_Collected data_

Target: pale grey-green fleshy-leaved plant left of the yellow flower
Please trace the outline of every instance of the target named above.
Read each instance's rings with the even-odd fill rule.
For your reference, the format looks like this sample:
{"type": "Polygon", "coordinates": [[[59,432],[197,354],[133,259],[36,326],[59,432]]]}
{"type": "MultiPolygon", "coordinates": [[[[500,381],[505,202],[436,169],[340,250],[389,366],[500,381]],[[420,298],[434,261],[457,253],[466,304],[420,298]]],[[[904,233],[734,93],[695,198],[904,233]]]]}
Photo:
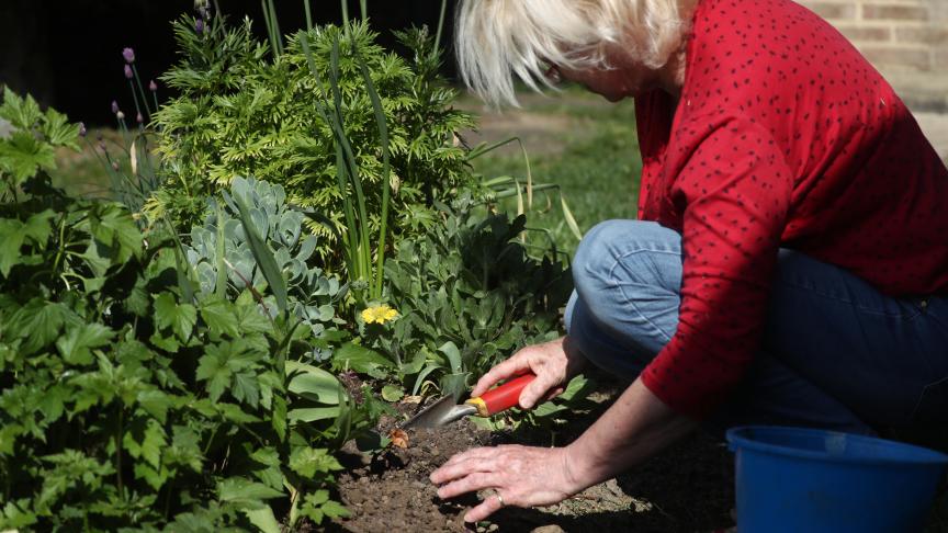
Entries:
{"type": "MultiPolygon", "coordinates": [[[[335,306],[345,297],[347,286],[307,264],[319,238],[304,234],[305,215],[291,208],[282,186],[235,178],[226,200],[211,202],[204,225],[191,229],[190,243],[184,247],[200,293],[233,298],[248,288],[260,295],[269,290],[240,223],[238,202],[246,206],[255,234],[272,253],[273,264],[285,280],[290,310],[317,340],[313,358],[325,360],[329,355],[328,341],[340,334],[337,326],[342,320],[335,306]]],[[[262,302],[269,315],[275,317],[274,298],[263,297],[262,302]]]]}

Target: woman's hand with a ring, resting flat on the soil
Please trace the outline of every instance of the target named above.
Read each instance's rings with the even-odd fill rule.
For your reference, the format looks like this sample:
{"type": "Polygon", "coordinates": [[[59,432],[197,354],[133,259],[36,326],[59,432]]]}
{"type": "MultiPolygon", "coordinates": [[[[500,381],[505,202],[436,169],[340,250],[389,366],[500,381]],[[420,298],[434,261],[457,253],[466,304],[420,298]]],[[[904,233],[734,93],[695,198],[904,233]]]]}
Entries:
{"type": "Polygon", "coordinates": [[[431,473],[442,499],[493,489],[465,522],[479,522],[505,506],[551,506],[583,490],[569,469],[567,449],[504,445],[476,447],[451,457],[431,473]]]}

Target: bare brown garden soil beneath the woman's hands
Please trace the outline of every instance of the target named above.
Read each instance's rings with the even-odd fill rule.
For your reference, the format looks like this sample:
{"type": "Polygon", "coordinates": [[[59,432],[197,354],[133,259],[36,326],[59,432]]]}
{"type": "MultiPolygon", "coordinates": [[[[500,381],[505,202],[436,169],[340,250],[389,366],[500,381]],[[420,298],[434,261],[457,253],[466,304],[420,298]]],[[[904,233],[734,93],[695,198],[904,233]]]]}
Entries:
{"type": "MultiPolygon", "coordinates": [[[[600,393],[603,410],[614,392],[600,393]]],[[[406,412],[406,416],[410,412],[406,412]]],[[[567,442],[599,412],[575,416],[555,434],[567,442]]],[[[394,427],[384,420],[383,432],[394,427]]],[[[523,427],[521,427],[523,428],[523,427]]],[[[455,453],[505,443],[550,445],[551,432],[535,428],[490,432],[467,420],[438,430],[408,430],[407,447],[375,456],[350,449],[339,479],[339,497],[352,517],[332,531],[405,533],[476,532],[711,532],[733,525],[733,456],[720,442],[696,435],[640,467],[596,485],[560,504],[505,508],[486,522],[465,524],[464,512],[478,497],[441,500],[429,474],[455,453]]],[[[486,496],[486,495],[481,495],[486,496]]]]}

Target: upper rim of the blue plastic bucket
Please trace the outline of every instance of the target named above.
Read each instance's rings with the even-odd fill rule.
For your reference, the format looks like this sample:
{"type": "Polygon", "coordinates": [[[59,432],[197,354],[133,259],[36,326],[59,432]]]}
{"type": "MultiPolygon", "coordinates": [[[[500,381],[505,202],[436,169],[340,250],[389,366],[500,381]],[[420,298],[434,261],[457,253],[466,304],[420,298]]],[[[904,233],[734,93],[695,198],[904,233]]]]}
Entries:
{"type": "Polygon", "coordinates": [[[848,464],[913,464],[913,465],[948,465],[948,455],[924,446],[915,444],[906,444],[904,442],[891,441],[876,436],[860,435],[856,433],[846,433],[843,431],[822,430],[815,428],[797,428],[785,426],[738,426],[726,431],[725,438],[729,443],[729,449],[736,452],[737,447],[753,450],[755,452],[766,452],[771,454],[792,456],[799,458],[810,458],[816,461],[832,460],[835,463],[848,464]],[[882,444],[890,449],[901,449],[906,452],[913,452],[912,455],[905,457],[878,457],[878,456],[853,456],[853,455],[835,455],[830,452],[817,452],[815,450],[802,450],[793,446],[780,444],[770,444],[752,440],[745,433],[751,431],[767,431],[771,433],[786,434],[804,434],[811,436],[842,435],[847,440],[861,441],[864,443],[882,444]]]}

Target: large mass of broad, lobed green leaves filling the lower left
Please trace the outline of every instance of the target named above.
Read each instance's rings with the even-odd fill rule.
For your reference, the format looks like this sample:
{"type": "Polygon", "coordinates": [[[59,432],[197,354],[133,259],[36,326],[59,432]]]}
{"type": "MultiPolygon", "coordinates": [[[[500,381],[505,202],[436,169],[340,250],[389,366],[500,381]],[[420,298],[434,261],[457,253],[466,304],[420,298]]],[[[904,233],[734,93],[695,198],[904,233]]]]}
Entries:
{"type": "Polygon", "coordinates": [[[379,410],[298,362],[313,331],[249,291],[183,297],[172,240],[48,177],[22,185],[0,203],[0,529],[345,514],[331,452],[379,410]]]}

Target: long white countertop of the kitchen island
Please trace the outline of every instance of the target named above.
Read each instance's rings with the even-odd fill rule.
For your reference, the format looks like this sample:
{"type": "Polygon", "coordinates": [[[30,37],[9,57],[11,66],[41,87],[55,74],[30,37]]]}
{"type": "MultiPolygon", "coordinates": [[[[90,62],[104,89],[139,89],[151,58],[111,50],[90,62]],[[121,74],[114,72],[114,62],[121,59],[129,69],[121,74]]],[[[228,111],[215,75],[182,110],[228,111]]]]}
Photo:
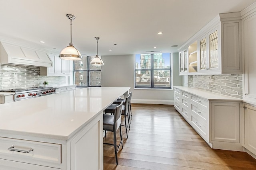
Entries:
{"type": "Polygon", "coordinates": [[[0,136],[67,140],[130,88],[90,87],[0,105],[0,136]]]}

...

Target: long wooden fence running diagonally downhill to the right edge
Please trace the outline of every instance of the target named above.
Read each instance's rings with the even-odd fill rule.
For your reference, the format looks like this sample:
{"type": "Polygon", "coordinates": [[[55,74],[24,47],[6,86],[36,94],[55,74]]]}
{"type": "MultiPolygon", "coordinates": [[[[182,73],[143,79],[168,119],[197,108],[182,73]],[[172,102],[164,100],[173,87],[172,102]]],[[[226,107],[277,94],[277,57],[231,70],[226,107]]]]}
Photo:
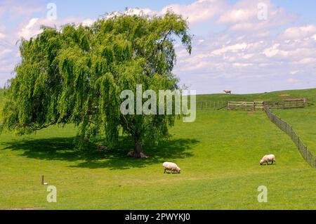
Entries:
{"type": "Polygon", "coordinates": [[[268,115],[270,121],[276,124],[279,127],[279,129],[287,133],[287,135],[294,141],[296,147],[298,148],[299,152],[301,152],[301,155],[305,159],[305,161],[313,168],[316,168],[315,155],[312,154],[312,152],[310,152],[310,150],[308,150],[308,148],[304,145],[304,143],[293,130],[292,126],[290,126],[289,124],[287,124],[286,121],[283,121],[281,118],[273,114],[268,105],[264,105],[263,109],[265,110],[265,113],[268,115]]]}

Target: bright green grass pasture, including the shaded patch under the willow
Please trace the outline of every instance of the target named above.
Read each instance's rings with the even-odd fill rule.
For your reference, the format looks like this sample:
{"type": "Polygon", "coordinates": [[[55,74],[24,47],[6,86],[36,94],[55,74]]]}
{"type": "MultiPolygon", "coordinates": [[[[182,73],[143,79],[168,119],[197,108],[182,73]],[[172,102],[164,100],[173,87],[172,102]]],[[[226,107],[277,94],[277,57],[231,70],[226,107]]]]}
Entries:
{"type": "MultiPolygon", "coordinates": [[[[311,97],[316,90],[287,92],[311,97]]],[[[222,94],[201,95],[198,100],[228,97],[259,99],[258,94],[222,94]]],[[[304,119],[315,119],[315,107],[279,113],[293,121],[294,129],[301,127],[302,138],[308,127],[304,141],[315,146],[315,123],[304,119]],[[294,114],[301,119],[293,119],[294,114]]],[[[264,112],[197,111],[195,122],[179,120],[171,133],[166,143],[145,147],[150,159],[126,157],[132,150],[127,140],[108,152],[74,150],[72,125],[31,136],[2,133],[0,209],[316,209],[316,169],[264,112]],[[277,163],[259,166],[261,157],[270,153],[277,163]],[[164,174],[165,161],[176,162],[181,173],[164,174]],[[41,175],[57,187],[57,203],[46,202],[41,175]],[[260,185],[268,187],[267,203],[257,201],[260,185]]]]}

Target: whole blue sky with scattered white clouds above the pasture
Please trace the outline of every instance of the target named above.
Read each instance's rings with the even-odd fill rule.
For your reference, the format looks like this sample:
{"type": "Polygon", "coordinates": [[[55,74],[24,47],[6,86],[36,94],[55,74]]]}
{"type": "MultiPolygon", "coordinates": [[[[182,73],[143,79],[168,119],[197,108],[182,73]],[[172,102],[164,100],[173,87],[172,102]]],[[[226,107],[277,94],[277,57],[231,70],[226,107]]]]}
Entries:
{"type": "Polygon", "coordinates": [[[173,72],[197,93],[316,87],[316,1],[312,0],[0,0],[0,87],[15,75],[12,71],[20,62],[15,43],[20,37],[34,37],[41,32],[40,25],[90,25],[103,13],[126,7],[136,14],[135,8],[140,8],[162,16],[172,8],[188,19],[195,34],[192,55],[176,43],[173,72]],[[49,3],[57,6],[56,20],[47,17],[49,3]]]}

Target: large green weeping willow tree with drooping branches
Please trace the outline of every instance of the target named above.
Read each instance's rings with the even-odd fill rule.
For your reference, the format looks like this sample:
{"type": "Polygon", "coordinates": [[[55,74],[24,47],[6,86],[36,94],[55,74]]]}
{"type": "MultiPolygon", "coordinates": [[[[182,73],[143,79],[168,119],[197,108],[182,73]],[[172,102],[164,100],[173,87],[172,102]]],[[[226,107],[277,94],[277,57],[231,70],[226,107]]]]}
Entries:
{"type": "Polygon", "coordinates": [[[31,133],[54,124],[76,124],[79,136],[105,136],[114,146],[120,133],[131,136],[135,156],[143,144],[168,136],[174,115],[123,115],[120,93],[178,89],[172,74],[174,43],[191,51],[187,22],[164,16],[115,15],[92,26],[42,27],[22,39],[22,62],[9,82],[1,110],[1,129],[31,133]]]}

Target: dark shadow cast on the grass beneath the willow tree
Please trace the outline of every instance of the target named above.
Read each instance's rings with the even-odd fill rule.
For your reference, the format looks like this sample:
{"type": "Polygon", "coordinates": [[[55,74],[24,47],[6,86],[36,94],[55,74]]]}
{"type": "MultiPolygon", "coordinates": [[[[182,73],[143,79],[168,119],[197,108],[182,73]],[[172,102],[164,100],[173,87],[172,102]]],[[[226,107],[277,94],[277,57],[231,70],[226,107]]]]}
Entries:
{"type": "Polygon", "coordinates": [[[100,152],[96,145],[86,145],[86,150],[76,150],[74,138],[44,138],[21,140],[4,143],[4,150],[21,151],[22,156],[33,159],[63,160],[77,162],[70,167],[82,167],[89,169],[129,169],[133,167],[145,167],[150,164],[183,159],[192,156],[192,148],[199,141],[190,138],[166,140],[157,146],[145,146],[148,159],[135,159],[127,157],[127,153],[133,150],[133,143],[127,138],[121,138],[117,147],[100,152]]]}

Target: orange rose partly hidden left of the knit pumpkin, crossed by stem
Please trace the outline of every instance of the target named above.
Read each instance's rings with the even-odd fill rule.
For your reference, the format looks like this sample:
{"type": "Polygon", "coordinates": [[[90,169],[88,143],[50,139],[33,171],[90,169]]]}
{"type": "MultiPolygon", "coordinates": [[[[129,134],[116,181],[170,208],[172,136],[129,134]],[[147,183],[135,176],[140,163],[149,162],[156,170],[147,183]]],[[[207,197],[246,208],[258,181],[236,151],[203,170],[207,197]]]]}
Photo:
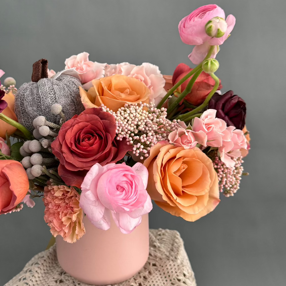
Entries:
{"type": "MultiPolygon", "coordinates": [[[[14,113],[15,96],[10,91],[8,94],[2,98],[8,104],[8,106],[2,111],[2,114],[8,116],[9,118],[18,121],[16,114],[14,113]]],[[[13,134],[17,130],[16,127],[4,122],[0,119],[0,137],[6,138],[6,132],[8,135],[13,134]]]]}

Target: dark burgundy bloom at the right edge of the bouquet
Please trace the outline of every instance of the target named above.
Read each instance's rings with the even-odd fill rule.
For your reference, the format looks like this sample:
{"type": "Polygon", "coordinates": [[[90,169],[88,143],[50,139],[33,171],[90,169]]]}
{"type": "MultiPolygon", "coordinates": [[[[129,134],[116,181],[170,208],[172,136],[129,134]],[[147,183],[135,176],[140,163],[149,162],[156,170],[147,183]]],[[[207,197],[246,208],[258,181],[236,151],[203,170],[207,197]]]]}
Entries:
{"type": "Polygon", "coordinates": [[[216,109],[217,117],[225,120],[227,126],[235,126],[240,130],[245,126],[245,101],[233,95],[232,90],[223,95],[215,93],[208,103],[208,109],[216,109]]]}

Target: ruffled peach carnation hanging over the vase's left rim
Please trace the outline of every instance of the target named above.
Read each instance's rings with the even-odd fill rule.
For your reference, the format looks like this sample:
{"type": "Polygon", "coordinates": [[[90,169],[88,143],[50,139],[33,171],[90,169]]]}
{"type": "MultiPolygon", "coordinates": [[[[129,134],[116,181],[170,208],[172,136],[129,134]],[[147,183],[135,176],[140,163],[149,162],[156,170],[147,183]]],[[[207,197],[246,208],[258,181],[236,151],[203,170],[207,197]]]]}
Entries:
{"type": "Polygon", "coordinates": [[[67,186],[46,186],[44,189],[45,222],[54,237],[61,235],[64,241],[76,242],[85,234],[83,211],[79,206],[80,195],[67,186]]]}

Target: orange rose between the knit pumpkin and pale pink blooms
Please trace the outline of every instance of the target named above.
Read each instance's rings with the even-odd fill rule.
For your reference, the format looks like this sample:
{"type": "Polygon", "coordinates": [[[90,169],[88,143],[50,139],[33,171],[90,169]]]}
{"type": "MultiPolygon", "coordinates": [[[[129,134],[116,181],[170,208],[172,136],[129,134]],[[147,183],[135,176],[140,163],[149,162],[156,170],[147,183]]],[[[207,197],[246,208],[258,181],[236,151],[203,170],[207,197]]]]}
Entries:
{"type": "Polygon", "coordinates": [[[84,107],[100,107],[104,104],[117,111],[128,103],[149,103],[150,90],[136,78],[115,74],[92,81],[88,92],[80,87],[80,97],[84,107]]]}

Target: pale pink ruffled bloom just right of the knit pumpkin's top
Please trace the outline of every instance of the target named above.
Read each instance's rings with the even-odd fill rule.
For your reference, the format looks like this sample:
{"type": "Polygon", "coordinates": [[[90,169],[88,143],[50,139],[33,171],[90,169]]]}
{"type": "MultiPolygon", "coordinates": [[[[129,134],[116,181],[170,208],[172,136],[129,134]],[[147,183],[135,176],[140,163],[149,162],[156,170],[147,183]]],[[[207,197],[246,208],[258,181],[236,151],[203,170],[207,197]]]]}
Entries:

--

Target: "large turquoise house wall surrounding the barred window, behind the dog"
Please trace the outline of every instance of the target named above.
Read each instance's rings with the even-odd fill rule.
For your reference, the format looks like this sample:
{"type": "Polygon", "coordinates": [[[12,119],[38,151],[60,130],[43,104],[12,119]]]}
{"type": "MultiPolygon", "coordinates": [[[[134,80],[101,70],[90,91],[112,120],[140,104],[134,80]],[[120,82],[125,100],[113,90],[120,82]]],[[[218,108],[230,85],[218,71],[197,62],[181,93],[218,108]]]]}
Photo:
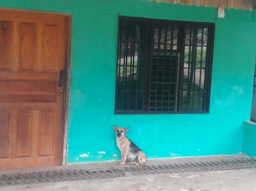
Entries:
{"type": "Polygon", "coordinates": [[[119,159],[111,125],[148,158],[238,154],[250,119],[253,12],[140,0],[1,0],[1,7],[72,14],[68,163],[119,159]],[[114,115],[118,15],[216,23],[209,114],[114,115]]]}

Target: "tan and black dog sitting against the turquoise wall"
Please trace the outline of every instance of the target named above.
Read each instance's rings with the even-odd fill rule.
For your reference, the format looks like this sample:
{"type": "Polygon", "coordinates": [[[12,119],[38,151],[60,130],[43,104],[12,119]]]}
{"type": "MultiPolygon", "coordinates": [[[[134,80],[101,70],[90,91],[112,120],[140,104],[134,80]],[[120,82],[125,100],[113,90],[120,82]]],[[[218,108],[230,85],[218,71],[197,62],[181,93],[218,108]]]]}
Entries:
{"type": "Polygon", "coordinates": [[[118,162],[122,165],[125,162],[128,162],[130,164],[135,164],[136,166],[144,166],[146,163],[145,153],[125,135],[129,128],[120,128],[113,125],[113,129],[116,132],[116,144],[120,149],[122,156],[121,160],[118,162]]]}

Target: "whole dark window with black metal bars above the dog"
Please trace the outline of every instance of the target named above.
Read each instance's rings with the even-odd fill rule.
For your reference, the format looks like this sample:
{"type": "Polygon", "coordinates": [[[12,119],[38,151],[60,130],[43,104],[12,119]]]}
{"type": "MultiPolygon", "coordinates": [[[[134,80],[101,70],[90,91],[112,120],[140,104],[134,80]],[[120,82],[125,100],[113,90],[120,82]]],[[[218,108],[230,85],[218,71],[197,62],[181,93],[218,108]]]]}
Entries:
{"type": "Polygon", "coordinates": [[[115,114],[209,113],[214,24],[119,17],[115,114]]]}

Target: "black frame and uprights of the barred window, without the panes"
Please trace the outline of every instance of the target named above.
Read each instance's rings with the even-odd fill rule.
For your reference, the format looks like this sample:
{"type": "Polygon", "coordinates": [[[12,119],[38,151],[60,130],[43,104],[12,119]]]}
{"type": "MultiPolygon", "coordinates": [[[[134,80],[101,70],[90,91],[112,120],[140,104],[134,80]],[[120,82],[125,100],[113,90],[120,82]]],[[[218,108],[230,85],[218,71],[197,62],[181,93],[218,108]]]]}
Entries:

_Task description_
Wherever the string "left" appears in the data above, report the whole line.

_Solved problem_
Target: pale grey-green fleshy-leaved plant left of the yellow flower
Target: large mass of broad, lobed green leaves filling the lower left
Target: orange rose partly hidden left of the knit pumpkin, crossed by stem
Target: ruffled peach carnation hanging over the vase's left rim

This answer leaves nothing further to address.